**Work to do**
Please count how many lines in the records contain the string "between", treating uppercase and lowercase as different. Reply with the number alone.

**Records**
********************

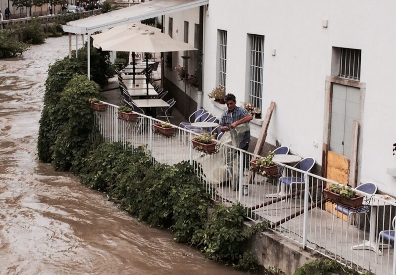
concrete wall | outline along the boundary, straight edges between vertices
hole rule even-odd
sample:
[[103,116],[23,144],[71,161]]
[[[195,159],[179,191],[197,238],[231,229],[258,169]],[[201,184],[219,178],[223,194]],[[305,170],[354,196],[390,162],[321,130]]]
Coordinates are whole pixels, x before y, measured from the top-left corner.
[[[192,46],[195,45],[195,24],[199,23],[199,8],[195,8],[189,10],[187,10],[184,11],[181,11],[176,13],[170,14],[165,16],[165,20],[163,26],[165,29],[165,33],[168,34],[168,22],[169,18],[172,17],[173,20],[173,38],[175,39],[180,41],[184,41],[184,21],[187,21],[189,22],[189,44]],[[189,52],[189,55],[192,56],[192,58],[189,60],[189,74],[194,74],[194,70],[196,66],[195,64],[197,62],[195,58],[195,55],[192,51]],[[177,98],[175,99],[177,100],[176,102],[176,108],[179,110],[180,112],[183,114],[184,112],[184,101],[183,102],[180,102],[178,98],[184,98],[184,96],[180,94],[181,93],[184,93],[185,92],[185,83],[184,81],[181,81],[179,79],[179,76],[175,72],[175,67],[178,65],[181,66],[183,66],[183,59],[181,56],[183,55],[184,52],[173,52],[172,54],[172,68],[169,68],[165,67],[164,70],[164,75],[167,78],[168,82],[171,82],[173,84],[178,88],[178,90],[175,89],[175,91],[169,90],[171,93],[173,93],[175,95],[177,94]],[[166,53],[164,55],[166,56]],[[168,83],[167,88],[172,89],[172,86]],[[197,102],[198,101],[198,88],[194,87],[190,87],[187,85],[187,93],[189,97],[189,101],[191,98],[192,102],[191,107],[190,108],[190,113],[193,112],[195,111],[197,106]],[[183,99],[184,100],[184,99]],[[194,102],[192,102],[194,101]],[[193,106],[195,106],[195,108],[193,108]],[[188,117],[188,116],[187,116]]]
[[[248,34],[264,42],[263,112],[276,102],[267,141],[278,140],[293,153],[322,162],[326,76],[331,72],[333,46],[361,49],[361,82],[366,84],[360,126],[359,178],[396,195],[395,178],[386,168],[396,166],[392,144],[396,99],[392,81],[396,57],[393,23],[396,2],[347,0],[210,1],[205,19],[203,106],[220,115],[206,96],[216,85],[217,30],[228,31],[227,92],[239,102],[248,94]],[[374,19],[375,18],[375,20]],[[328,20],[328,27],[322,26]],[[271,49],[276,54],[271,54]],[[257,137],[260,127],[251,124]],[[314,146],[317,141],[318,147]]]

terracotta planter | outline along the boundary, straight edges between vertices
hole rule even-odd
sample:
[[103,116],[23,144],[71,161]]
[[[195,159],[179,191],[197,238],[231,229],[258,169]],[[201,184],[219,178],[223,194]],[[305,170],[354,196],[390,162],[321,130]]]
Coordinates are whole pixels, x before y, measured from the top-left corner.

********************

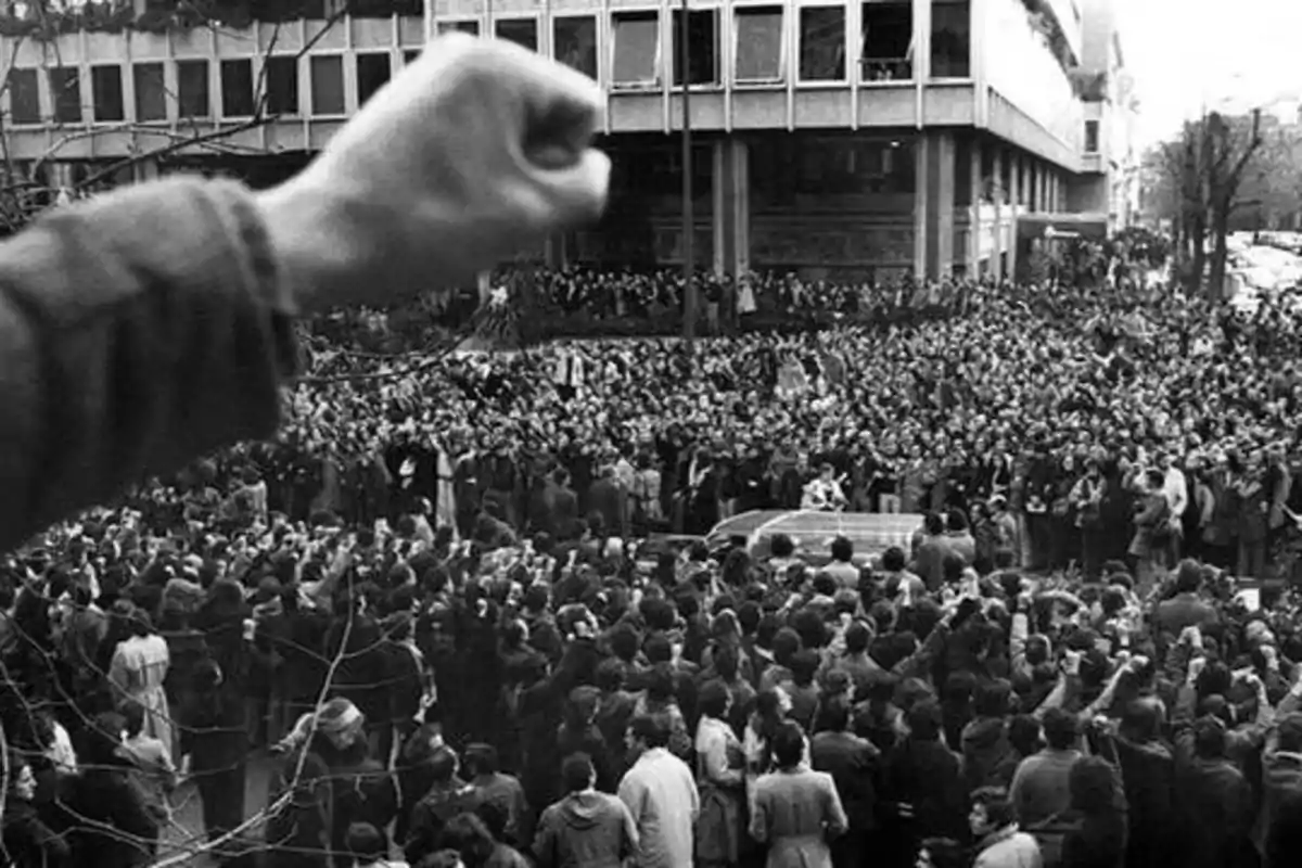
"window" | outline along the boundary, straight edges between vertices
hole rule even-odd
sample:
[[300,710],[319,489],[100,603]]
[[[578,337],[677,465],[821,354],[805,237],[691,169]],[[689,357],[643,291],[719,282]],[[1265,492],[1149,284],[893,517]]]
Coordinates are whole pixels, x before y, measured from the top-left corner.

********************

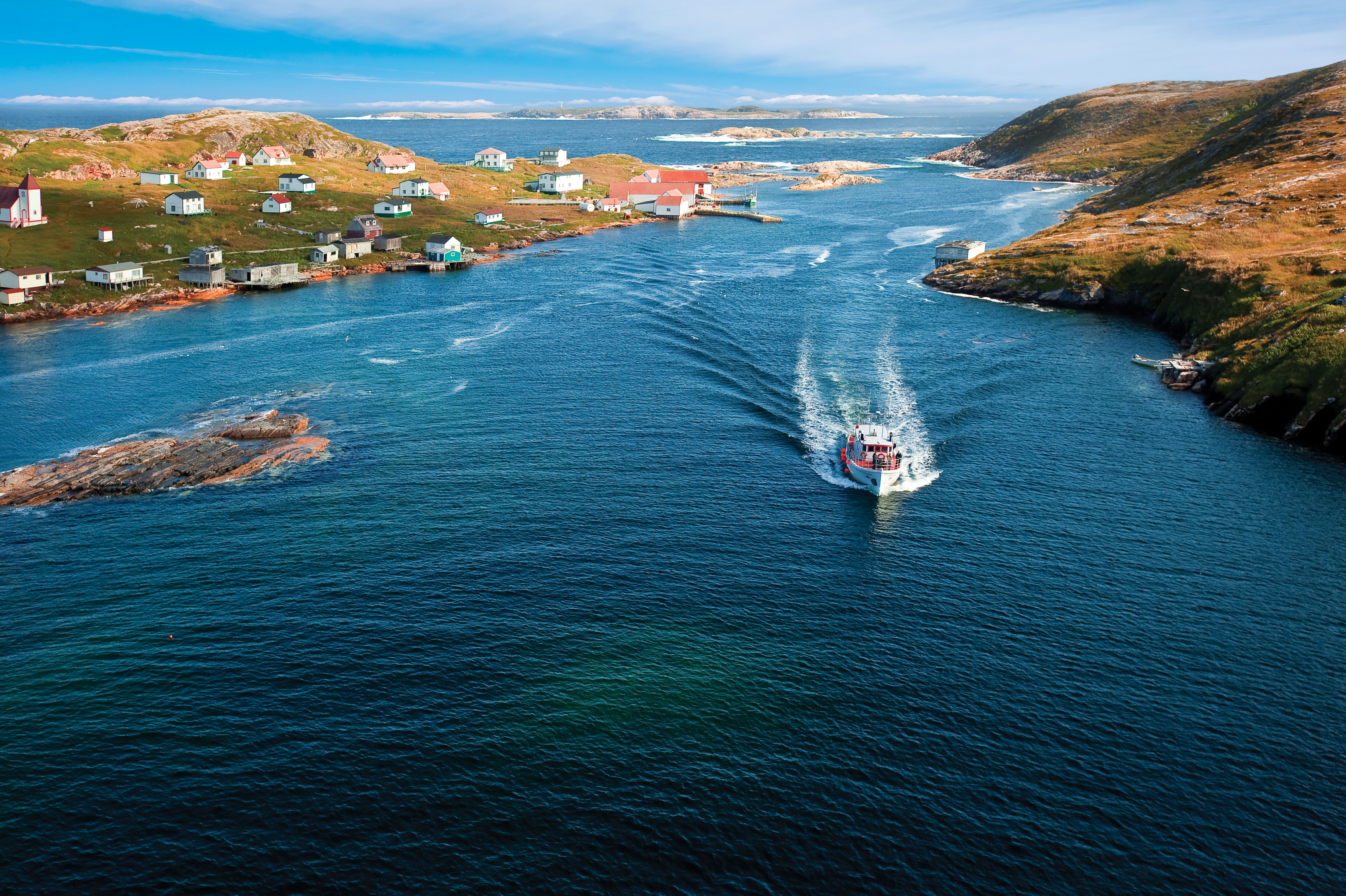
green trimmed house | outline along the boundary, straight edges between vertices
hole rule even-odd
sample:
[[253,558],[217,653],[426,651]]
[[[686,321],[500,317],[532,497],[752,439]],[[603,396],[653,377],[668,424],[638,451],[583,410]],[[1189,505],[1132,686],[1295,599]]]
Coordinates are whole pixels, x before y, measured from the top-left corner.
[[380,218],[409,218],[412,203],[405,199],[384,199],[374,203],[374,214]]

********************

**Exercise answer**
4